EXERCISE REQUIREMENTS
For the material below, please count the lines containing "white". Reply with the count alone.

SUPPLIED MATERIAL
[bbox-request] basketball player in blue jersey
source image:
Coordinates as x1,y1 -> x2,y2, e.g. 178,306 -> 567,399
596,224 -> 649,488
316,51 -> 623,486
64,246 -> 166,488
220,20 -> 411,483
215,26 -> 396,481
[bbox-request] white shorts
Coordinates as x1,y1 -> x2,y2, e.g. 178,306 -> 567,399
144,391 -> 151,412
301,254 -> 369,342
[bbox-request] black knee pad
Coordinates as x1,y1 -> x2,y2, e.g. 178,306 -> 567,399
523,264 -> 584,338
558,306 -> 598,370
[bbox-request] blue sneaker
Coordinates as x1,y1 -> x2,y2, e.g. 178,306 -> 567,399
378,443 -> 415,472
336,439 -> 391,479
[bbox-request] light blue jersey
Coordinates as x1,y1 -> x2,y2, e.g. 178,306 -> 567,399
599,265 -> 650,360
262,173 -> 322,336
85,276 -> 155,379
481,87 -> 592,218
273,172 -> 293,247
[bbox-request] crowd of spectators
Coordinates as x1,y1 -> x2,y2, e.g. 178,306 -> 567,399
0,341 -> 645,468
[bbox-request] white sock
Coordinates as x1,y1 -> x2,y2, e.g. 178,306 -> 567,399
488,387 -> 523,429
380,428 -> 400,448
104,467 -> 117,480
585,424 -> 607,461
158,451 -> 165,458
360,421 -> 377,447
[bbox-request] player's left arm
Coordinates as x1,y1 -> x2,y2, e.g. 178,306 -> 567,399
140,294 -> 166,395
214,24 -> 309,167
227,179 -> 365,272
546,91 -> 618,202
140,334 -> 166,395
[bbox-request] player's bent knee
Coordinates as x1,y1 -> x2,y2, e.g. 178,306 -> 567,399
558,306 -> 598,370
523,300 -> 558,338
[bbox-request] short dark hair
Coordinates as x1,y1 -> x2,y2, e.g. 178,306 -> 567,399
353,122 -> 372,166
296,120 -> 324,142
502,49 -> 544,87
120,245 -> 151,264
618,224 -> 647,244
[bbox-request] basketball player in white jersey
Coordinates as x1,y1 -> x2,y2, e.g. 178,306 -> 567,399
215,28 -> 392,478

TASK OUTPUT
3